Items from a data source:
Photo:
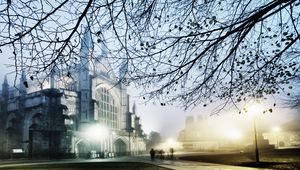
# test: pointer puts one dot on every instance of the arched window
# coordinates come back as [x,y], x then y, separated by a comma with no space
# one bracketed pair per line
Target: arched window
[107,108]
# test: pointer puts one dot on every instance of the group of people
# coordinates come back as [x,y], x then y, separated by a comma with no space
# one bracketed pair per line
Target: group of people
[161,154]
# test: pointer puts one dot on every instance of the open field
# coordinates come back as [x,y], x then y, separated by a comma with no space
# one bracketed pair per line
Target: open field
[273,159]
[89,166]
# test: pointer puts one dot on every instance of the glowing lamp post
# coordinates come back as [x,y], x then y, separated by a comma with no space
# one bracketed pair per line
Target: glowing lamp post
[253,111]
[276,130]
[95,133]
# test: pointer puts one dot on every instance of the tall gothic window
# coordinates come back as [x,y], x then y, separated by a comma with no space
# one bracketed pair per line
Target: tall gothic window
[107,108]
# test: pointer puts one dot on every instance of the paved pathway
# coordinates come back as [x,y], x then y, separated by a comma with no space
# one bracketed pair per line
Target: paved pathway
[170,164]
[192,165]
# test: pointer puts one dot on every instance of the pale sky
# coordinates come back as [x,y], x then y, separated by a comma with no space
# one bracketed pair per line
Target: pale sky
[168,120]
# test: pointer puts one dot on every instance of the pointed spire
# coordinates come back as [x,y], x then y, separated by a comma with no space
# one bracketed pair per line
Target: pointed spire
[86,42]
[23,84]
[5,89]
[133,108]
[5,80]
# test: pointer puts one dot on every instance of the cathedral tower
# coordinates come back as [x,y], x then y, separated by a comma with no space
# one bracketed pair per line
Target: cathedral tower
[85,79]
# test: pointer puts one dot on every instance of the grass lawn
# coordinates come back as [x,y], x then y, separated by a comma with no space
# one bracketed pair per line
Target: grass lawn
[89,166]
[274,159]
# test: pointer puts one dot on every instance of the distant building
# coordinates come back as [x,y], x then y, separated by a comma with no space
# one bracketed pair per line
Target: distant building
[285,136]
[55,121]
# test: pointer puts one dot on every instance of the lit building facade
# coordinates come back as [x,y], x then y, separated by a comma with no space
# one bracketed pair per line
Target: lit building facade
[55,121]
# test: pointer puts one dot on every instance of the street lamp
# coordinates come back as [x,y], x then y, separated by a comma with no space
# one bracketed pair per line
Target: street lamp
[276,129]
[254,111]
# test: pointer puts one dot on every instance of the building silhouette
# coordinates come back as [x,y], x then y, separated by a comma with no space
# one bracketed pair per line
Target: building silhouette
[54,121]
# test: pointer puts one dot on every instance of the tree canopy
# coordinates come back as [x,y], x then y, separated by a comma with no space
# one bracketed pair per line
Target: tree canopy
[195,52]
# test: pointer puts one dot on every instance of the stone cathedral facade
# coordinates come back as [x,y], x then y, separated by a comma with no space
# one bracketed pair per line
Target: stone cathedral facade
[56,120]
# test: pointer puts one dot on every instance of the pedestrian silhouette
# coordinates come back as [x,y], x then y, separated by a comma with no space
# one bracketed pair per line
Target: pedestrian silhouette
[152,154]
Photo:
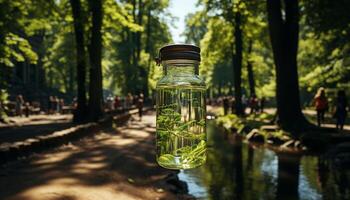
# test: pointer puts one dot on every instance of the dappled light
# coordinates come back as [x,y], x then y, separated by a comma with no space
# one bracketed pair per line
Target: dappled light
[174,99]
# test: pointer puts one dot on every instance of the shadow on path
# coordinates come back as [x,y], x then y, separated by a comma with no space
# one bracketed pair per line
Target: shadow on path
[114,164]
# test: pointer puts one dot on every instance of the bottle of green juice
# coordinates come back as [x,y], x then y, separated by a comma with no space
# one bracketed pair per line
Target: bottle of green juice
[181,109]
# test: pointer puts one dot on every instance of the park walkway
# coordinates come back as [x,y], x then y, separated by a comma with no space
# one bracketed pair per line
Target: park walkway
[116,163]
[22,128]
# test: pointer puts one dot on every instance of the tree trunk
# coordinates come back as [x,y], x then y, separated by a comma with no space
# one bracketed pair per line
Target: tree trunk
[288,176]
[237,63]
[95,54]
[81,111]
[251,79]
[284,40]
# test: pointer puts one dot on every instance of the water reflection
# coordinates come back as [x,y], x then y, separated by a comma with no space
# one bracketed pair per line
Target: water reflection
[236,170]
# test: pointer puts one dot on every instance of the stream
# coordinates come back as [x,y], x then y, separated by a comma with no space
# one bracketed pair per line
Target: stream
[238,170]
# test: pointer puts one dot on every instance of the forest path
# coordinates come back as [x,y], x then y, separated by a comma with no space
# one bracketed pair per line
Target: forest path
[117,163]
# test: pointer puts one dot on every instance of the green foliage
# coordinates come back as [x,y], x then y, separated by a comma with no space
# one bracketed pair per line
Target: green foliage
[3,100]
[171,127]
[231,121]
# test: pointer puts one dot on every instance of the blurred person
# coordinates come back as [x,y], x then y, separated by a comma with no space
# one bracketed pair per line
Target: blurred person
[253,103]
[244,103]
[116,102]
[27,109]
[128,100]
[262,104]
[139,105]
[75,103]
[226,104]
[56,102]
[19,105]
[321,105]
[341,109]
[61,105]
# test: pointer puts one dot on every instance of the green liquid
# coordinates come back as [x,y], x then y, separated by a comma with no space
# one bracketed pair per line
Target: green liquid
[181,125]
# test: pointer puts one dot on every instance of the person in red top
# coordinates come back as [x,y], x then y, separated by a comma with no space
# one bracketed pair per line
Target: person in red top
[321,105]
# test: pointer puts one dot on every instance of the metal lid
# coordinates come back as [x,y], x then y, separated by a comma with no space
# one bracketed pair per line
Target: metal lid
[179,51]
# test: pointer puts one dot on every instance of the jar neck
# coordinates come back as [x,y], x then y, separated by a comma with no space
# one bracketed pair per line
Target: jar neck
[180,67]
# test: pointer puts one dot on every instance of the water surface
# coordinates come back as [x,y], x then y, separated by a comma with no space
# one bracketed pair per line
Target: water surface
[237,170]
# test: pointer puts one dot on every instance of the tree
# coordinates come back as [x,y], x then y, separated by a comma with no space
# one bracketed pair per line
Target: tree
[284,39]
[95,55]
[250,71]
[237,60]
[81,111]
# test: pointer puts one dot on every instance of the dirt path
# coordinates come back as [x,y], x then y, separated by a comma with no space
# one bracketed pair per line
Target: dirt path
[37,125]
[114,164]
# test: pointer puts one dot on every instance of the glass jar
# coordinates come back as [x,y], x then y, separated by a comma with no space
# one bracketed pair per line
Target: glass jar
[181,109]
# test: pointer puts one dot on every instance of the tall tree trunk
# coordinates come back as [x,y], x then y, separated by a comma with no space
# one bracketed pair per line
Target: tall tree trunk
[138,34]
[95,54]
[284,40]
[237,63]
[81,111]
[251,79]
[288,176]
[148,49]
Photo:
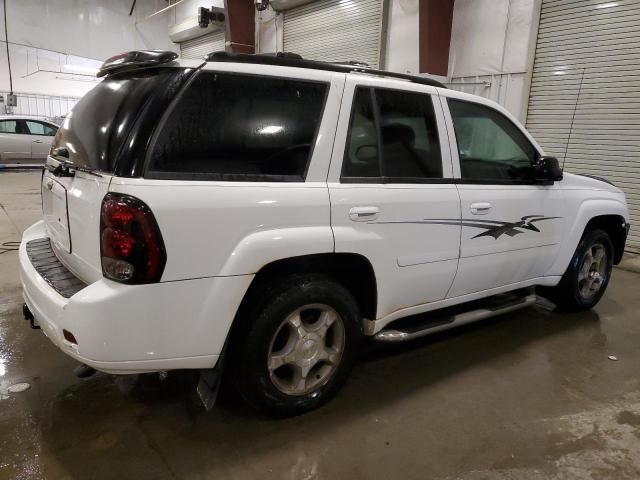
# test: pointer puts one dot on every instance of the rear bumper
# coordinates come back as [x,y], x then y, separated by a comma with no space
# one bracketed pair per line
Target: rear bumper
[135,328]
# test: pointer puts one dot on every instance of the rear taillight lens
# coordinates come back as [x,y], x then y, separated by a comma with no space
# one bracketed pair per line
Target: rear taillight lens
[131,246]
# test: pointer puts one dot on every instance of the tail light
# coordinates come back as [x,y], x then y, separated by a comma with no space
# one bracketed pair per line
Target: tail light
[131,245]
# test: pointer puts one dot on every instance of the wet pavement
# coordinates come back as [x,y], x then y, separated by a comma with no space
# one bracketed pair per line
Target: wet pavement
[528,395]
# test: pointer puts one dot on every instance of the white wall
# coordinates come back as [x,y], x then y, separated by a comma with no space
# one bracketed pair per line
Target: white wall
[403,30]
[492,43]
[49,34]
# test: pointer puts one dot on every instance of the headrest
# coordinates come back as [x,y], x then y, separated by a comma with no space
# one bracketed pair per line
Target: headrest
[396,132]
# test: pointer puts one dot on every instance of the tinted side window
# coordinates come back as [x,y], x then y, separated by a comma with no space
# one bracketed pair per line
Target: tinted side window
[8,126]
[410,145]
[361,158]
[38,128]
[240,127]
[490,146]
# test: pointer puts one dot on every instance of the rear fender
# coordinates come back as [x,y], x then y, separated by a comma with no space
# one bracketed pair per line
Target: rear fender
[261,248]
[588,210]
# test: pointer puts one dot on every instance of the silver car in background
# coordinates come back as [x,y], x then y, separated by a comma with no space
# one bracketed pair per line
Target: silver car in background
[24,139]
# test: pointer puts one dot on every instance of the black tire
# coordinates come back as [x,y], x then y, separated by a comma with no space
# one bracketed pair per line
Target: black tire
[263,319]
[569,294]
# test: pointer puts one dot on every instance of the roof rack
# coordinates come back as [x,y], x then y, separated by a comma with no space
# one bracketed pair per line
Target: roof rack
[134,59]
[288,59]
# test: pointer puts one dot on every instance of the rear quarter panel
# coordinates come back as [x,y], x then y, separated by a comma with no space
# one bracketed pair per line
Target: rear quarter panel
[233,228]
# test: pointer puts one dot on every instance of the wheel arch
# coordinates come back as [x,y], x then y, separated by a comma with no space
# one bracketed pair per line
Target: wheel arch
[607,213]
[614,225]
[353,271]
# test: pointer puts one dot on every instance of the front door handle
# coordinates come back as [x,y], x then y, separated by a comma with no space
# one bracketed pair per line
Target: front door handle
[363,214]
[482,208]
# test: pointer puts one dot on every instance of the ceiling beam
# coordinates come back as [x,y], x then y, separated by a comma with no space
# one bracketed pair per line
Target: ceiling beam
[435,19]
[240,26]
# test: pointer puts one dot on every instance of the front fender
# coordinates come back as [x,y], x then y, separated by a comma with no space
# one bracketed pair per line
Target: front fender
[587,210]
[261,248]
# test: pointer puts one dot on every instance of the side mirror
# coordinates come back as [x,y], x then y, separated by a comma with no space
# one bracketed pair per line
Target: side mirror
[547,169]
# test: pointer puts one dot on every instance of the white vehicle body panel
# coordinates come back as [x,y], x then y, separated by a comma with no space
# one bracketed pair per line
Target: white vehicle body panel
[218,235]
[24,147]
[404,254]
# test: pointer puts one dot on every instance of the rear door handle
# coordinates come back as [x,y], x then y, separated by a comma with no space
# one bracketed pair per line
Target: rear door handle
[482,208]
[363,214]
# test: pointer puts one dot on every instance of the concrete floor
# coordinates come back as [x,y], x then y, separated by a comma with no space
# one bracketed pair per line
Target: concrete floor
[529,395]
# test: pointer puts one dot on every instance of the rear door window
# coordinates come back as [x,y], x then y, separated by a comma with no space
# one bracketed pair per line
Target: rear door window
[8,126]
[237,127]
[393,138]
[39,128]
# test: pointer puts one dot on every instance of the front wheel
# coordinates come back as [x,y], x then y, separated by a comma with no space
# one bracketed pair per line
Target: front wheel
[299,346]
[587,276]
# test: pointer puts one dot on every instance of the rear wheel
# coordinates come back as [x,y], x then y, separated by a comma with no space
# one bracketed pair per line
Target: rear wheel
[587,276]
[298,346]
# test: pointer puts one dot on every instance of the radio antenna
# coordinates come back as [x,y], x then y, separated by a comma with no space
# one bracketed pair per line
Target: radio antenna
[573,117]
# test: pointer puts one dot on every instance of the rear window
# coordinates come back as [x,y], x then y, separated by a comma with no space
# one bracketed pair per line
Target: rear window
[98,126]
[240,128]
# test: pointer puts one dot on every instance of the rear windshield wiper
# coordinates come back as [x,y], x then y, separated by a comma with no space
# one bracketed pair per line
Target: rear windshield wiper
[68,169]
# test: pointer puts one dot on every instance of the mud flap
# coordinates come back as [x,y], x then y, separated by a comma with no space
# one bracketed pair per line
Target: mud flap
[208,387]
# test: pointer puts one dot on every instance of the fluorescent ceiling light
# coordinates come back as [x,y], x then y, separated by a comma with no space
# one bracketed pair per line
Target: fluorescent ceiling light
[81,69]
[271,129]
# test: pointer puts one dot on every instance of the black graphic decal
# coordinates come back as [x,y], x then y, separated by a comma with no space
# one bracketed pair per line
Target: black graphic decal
[492,228]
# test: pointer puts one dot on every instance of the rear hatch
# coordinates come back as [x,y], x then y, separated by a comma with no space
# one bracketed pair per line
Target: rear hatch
[105,135]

## What you should do
Transcribe exactly, please, the lines between the start of the records above and the line holding "the group of people", counting both of those lines and omitting pictures.

## Output
Photo:
# test: pointer puts one dot on every instance of the arched window
# coordinates come back as [x,y], x then y, separated by a comma with no space
# one bracketed pair per line
Target: arched window
[107,108]
# test: pointer puts one dot on every instance of the group of people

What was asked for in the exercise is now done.